* [Objective]:
Rewrite the items from the first line through the line containing "left=190, top=42, right=255, bottom=112", replacing "instance" with "match" and leaving everything else as it is.

* [Dataset]:
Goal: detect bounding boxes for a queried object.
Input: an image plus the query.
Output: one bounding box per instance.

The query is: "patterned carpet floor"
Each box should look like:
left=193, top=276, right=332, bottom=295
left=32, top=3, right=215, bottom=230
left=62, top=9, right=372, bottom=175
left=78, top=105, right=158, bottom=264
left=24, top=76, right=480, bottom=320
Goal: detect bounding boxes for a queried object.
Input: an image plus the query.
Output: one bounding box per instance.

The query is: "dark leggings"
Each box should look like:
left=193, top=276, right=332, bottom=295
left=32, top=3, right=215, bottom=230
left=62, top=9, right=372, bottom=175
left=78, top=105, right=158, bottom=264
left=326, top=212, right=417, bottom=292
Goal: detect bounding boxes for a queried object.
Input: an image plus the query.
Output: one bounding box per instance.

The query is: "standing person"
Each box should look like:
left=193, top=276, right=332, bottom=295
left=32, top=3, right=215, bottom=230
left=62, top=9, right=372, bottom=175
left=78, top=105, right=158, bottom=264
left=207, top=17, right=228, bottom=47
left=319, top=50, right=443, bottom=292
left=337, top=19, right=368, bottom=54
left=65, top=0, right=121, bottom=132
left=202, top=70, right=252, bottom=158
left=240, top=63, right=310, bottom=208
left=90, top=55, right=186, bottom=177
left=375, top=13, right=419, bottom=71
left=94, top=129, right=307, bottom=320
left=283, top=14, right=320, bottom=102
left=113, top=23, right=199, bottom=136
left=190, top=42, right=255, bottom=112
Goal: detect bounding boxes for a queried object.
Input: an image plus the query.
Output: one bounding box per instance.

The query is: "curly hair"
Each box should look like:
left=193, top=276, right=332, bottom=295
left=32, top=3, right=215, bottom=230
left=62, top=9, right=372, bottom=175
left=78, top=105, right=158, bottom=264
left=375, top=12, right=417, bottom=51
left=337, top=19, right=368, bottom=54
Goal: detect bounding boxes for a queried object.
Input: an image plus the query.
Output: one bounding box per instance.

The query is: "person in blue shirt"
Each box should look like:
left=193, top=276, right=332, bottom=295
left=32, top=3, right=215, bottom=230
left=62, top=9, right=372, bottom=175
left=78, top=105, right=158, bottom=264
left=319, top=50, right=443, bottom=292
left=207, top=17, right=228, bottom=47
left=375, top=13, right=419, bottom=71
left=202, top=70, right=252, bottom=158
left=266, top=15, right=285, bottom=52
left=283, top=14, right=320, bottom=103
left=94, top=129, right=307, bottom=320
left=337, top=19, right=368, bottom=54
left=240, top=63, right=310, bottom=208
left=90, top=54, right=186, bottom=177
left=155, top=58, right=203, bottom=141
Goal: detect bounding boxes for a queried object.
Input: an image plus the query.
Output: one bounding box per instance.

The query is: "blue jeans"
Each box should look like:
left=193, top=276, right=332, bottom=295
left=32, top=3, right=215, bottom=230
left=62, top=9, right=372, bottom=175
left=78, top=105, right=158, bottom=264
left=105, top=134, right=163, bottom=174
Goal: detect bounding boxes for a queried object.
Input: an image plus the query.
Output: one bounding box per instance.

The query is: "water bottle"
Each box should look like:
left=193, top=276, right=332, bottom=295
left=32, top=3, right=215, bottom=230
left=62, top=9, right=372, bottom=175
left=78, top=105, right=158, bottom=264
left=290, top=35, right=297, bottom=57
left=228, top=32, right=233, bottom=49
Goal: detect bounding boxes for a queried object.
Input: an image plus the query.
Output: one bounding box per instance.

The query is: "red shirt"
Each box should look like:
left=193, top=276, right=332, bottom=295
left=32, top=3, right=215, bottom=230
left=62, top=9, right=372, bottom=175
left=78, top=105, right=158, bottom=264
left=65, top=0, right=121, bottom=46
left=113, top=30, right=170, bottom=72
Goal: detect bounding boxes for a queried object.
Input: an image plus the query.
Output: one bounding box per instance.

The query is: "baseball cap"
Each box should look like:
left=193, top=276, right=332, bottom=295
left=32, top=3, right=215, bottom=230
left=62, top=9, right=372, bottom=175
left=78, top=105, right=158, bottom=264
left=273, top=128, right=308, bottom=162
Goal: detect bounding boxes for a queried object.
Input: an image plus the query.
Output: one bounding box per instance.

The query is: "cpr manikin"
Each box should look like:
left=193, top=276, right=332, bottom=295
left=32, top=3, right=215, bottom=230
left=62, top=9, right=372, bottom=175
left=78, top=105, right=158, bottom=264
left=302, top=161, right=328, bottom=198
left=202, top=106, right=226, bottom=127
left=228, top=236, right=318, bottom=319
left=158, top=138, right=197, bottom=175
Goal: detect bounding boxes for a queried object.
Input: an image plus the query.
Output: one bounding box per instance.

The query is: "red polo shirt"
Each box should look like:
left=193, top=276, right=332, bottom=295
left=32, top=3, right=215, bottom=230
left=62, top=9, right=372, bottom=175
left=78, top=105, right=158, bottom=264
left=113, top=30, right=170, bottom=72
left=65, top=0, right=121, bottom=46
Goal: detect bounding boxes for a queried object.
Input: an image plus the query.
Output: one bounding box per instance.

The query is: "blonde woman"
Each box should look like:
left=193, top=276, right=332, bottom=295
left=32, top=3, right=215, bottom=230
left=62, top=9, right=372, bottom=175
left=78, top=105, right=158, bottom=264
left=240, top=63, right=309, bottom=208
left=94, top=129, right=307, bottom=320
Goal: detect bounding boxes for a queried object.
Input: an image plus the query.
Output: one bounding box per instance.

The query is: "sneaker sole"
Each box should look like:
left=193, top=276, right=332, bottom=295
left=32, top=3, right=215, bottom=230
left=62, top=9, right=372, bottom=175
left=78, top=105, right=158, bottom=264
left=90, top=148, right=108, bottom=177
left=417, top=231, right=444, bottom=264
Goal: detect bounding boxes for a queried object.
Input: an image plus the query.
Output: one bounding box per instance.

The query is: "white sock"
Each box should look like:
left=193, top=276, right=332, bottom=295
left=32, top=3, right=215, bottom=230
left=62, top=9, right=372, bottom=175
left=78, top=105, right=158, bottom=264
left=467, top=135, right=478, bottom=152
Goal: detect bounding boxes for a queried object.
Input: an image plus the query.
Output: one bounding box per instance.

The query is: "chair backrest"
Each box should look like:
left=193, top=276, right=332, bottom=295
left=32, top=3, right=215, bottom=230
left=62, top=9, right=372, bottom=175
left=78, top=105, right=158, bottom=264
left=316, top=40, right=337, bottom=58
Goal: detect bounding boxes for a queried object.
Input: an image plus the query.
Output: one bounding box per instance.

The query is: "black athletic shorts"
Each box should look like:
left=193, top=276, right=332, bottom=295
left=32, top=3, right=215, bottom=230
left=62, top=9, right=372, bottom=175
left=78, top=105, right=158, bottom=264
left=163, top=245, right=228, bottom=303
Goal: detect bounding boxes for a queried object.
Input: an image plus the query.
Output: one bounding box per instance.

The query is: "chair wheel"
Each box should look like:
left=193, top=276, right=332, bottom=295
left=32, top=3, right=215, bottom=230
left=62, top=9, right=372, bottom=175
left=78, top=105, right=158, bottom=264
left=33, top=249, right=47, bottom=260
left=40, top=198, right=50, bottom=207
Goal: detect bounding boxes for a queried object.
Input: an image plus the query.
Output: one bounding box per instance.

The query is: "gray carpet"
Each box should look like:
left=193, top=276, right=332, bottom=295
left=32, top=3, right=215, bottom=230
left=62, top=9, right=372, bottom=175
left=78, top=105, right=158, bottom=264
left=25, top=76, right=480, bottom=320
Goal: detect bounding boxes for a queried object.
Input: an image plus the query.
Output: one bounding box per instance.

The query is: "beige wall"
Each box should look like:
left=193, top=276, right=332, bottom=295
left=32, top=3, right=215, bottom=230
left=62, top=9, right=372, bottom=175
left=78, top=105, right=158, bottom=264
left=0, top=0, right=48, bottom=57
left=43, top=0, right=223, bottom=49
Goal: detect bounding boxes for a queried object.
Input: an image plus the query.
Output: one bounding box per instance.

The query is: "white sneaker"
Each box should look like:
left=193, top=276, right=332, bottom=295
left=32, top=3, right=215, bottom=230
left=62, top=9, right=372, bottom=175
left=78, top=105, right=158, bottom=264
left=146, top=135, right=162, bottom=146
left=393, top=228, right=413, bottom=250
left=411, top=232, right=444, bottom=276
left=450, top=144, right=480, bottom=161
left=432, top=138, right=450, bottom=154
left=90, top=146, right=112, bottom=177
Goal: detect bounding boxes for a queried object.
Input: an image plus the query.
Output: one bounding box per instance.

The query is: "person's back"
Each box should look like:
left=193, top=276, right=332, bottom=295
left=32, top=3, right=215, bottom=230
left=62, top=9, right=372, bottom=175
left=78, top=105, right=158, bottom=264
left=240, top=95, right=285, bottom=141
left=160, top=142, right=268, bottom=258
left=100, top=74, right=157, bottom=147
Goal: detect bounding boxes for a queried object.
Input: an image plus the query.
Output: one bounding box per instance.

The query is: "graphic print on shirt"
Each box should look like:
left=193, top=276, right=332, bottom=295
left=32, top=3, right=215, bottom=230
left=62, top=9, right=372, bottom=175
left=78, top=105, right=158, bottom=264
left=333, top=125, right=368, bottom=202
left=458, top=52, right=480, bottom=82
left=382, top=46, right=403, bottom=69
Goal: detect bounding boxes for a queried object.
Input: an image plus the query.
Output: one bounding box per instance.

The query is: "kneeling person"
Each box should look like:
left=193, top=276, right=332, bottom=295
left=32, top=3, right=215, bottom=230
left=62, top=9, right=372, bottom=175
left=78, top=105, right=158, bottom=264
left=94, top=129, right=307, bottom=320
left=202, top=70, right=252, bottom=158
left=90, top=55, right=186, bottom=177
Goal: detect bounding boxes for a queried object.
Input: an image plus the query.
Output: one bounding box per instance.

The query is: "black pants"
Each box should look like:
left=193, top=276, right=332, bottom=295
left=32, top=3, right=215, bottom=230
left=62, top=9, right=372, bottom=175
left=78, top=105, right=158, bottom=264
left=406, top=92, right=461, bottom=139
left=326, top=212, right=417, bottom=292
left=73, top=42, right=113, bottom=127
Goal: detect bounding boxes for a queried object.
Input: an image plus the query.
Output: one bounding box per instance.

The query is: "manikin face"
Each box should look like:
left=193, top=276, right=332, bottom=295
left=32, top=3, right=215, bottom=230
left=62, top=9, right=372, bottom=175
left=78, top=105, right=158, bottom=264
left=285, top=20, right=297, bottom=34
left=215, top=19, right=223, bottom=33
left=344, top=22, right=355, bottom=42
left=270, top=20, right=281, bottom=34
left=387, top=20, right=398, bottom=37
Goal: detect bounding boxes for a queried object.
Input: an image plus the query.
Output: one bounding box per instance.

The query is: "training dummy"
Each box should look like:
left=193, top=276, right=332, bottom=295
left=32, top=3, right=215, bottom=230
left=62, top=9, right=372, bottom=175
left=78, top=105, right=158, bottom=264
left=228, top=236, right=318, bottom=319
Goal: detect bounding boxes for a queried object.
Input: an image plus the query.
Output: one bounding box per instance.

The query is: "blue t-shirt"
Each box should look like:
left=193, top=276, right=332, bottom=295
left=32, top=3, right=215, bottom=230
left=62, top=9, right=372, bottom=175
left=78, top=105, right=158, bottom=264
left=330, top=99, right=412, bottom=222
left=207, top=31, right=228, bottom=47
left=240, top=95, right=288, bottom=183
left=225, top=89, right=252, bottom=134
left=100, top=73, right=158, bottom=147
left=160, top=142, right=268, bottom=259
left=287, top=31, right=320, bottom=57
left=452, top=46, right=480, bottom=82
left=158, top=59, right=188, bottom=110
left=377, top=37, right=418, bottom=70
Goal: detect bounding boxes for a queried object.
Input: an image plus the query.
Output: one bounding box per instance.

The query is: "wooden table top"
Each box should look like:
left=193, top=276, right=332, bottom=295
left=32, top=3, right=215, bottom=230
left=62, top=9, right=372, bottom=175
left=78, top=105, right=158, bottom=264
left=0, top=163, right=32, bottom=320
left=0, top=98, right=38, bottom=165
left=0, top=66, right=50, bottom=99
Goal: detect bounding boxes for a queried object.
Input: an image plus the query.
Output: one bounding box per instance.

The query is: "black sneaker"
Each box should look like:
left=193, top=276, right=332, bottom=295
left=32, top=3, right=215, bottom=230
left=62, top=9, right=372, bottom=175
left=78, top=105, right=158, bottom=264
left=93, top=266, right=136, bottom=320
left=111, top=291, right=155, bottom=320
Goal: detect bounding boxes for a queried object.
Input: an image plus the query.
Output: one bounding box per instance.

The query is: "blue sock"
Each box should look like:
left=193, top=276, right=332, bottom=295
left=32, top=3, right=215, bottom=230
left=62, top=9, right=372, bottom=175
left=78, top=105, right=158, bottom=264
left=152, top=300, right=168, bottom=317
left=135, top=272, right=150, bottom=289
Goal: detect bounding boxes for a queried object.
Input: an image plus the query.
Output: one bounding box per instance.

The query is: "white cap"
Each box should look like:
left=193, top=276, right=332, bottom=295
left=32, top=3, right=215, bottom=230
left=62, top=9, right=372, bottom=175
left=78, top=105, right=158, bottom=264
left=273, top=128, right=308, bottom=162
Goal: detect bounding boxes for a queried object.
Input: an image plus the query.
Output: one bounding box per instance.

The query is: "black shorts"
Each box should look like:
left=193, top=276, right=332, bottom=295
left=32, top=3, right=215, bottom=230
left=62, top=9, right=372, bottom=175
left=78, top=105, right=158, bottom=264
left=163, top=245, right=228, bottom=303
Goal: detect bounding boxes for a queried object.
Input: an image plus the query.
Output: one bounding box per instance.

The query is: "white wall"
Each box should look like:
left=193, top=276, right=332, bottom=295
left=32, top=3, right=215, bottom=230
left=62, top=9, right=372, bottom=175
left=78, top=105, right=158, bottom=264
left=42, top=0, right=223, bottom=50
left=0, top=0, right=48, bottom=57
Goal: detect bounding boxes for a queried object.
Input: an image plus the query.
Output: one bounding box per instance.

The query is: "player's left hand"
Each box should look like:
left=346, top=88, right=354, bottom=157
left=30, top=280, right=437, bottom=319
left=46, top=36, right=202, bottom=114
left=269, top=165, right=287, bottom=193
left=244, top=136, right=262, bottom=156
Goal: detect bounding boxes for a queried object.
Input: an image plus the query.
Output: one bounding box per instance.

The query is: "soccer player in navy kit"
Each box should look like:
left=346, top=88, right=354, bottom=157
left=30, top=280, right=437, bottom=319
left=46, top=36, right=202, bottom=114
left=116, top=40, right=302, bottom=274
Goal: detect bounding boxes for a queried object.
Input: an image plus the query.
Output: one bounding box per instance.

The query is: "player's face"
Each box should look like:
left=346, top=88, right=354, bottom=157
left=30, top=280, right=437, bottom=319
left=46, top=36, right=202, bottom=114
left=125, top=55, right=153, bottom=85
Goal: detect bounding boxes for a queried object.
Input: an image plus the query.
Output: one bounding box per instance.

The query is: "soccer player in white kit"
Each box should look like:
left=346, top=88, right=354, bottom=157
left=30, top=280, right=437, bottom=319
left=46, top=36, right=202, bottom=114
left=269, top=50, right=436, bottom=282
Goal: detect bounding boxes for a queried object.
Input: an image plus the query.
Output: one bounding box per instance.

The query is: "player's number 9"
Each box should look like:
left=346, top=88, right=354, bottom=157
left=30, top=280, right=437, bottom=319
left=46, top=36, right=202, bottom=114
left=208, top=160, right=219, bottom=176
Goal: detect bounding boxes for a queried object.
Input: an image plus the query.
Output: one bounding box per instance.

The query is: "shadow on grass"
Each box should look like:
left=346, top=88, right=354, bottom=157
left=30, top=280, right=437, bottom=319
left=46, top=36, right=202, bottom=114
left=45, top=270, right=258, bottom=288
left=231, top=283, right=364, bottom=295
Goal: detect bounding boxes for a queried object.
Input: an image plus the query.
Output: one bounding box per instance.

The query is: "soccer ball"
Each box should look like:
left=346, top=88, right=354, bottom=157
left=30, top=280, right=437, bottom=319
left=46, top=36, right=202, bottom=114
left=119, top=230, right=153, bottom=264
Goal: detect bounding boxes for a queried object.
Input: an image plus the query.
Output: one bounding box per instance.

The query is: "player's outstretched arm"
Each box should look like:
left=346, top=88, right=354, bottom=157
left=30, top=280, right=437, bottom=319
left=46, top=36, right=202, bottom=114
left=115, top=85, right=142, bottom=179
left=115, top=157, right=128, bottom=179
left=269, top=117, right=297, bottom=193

* [Solution to this task]:
Goal: detect bounding boxes for a queried object.
Input: an image plus the query.
Output: one bounding box per match.

The query is: "patterned carpet floor"
Each box should look like:
left=193, top=276, right=332, bottom=295
left=32, top=3, right=215, bottom=230
left=62, top=9, right=372, bottom=175
left=78, top=105, right=158, bottom=264
left=24, top=76, right=480, bottom=320
Goal: detect bounding boxes for a queried object.
Input: an image plus the query.
Output: one bounding box per match.

The query is: "dark leggings"
Each box should look like:
left=193, top=276, right=332, bottom=295
left=32, top=3, right=215, bottom=230
left=62, top=9, right=372, bottom=175
left=78, top=105, right=158, bottom=264
left=326, top=212, right=417, bottom=292
Goal: detect bounding boxes for a queried object.
Input: an image plus the query.
Output: one bounding box per match.

The query is: "standing person"
Each box should look like:
left=193, top=276, right=332, bottom=295
left=32, top=3, right=215, bottom=230
left=62, top=9, right=372, bottom=175
left=78, top=105, right=158, bottom=264
left=207, top=17, right=228, bottom=47
left=319, top=50, right=443, bottom=292
left=337, top=19, right=368, bottom=54
left=65, top=0, right=121, bottom=132
left=202, top=70, right=252, bottom=158
left=240, top=63, right=310, bottom=208
left=90, top=55, right=186, bottom=177
left=375, top=13, right=419, bottom=71
left=94, top=129, right=307, bottom=320
left=283, top=14, right=320, bottom=102
left=113, top=23, right=199, bottom=136
left=190, top=42, right=255, bottom=112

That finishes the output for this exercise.